BRIEF –
Reproduce the material below, substituting "markers" for "dots" wherever it occurs and leaving everything else unchanged.

PROVIDED DATA –
· · ·

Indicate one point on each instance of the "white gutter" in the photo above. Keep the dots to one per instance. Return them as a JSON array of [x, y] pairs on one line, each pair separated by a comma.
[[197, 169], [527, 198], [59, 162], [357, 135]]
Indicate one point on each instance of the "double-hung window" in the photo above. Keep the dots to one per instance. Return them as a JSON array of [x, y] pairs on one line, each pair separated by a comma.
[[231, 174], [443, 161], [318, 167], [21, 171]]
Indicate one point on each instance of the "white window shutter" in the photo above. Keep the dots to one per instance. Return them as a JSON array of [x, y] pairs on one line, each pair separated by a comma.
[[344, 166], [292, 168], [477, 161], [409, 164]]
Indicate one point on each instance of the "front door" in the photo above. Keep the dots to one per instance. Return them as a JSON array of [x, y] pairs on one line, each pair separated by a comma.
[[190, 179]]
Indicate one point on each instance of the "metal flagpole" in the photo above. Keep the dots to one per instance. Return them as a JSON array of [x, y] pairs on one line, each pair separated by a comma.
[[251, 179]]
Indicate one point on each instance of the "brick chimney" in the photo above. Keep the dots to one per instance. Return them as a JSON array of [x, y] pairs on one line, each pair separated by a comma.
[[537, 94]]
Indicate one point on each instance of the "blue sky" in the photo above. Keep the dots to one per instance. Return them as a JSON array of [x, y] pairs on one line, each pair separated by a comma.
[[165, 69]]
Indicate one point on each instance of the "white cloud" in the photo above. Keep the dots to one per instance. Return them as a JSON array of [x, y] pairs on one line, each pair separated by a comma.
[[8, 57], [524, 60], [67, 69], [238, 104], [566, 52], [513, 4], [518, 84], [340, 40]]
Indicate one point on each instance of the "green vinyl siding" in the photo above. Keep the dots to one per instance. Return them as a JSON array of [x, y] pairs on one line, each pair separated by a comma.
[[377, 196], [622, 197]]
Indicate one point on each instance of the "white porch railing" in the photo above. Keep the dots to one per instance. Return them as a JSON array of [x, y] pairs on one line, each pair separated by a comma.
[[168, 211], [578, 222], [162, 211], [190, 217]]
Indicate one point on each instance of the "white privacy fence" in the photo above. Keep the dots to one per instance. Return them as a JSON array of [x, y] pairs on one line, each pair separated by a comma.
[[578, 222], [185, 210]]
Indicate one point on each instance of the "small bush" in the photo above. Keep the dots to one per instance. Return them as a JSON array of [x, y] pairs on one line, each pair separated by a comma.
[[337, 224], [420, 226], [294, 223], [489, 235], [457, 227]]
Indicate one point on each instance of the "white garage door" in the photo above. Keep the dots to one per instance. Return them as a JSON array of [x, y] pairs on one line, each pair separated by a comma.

· · ·

EXERCISE ANSWER –
Indicate one point on each instance of the "white gutter" in the photo above. Keep the markers to one per instance. Return them as a JSON array of [x, y] pairs on one line, each pair separated by a comma.
[[197, 169], [527, 198], [59, 162], [357, 135]]
Indicate one point on each instance of the "double-hung window" in the photo above. Keep the markers to one per instance. Return them as a JSON array of [x, y] pairs on one line, each pair separated by a comma.
[[231, 174], [443, 161], [318, 167], [21, 171]]
Indicate one point on each instance of the "white window shutter" in the photo above. Keep the markers to one per instance. Return them as a JSON array of [x, y] pairs on one line, each pair separated by a comma.
[[344, 166], [292, 168], [477, 161], [409, 164]]
Indicate one point on each instance of the "front door" in the photo above. Keep the markers to one per instance. Return them as a JSON array of [x, y] pairs on one line, each pair separated by a comma.
[[190, 179]]
Indicate one point on each instance of the "metal flagpole" in the photo above. Keep the markers to one per instance. Return them as a JSON array of [x, y] pairs on one line, each pair separated by a comma.
[[251, 179]]
Indicate one point on each instance of the "brick chimney" in the photo above. Keep the markers to one per instance. Return them as a JSON array of [x, y] pairs on one line, each pair separated by a comma.
[[537, 94]]
Indicate one point on each instance of the "blue sky" in the photo above. Keep the markers to one per instance. Return them as a JSON array of [x, y] pairs on one line, each pair separated by a comma.
[[165, 69]]
Indicate one point on each instance of the "white cloud" in the photo above. Keep the markers to one per instance. Return them as a JSON array of [x, y] pairs on one line, each pair separated by a comma.
[[8, 57], [524, 60], [67, 69], [238, 104], [566, 52], [513, 4], [518, 84], [340, 40]]
Indicate one point on each instance of the "green vinyl siding" in the photo above. Keep the markers to one per instance. Return them as a JSON array of [x, y] pairs on one line, each pair separated by a comma.
[[377, 196], [622, 197]]
Indicate one point on each instance of the "white porch railing" in the photo above. Keep the markers to one per instance. Return them as a JSON array of [x, y] pairs on one line, each pair separated by a comma.
[[168, 211], [578, 222], [162, 211], [190, 217]]
Indicate one point on each instance of the "white privacy fence" in the photo above. Keep the markers to one per instance. Return them as a JSON array of [x, y] pairs on one line, each pair separated by a comma.
[[578, 222], [185, 210]]
Indicate one point on each instance of the "small bush" in the photo above. Keep the markers to one per instance. Return them as a JSON array of [x, y] pairs on one line, each pair separated by a comma.
[[337, 224], [420, 226], [294, 223], [489, 235], [457, 227]]
Indicate one point on each instance of the "white garage door" in the photo above. Keep the markers to one per instance. Return them as a JSON array of [x, y] pairs on one line, each pair separated by a comma.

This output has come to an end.